__TO DO__: Copy every entry below word for word, but leave the pictures out of your answer.

[Extracted entries]
+++
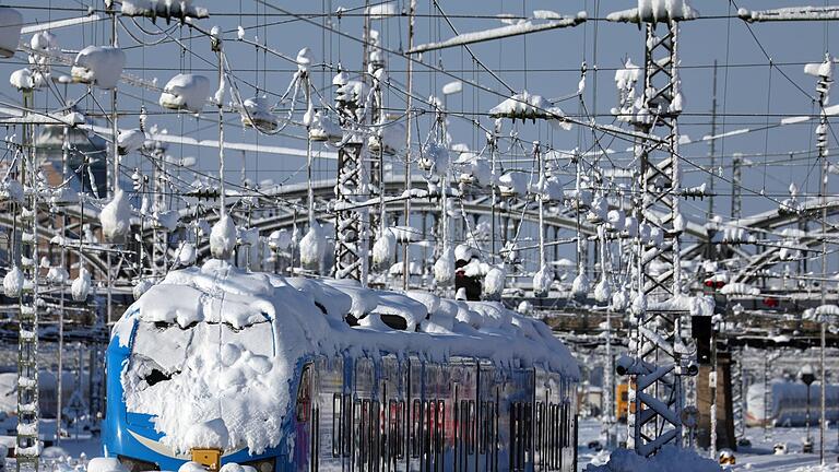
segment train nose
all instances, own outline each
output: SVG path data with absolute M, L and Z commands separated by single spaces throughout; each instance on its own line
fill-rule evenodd
M 222 467 L 221 449 L 192 448 L 190 455 L 193 462 L 205 467 L 209 472 L 218 472 L 218 469 Z

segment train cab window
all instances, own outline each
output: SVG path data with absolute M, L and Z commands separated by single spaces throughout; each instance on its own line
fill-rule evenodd
M 402 459 L 404 457 L 403 427 L 405 423 L 405 402 L 391 400 L 388 405 L 388 444 L 386 453 L 389 458 Z
M 344 425 L 343 425 L 343 397 L 341 393 L 332 396 L 332 457 L 341 457 L 343 451 Z
M 352 411 L 352 397 L 350 393 L 344 393 L 344 398 L 341 404 L 341 412 L 343 416 L 341 440 L 341 451 L 344 457 L 350 457 L 350 451 L 353 446 L 353 411 Z
M 300 423 L 309 421 L 309 408 L 311 406 L 311 364 L 303 367 L 300 385 L 297 386 L 296 416 Z
M 423 434 L 423 403 L 414 400 L 411 406 L 411 457 L 420 457 L 420 442 Z

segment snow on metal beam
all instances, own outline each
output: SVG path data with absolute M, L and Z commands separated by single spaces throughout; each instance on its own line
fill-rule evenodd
+++
__THE COMPLETED TASK__:
segment train nose
all instances, own outline each
output: SVG path data with absolute M, L and Z commands separated by single spaces throughout; each instance on its own line
fill-rule evenodd
M 222 467 L 221 449 L 192 448 L 190 455 L 193 462 L 205 467 L 209 472 L 218 472 L 218 469 Z

segment train cab window
all instances, own outline each
output: SVG path data with absolute M, L and Z commands separated by single spaces throughout; each instance on its own line
fill-rule evenodd
M 402 459 L 404 457 L 403 427 L 405 423 L 405 402 L 391 400 L 388 405 L 388 444 L 386 453 L 389 458 Z
M 344 425 L 343 425 L 343 397 L 341 393 L 332 396 L 332 457 L 341 457 L 343 451 Z
M 352 411 L 352 397 L 350 393 L 344 393 L 344 398 L 341 404 L 341 412 L 343 416 L 341 440 L 341 451 L 344 457 L 350 457 L 350 451 L 353 446 L 353 411 Z
M 300 423 L 309 421 L 309 408 L 311 406 L 311 364 L 303 367 L 300 385 L 297 386 L 296 416 Z
M 423 434 L 423 403 L 414 400 L 411 406 L 411 457 L 420 457 L 420 442 Z

segment snow on metal beam
all instances, own outline each
output: SVG path data with absolute M, L and Z commands separated by single spaces throughout; each instance on its own line
fill-rule evenodd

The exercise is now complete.